__Excerpted records__
•••

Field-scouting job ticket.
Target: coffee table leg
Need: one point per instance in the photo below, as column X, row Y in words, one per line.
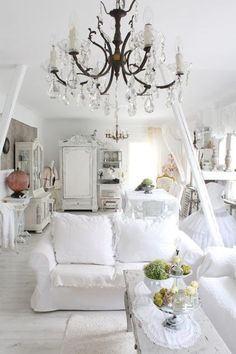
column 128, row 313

•••

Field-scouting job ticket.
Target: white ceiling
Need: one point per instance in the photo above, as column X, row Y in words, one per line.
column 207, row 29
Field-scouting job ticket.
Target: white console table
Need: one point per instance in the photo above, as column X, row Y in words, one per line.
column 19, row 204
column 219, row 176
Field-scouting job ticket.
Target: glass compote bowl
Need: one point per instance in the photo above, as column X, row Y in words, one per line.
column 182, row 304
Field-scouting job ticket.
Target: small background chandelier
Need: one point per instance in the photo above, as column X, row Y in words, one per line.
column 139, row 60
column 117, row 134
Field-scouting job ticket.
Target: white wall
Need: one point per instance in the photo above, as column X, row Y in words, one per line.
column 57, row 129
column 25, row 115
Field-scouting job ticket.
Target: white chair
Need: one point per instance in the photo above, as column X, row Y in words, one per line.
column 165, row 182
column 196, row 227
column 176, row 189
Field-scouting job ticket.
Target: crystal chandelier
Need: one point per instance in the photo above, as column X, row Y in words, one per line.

•••

__Problem statement__
For this exercise, please output exactly the lines above starting at the line with "Target: glass compote bowl" and ending at the line with "Target: small background chandelier", ends included.

__Task solution__
Target: glass compote bowl
Need: one point per instance in the photo above, as column X, row Y in words, one per line.
column 182, row 304
Field-scouting job ticket.
Target: small background chandelier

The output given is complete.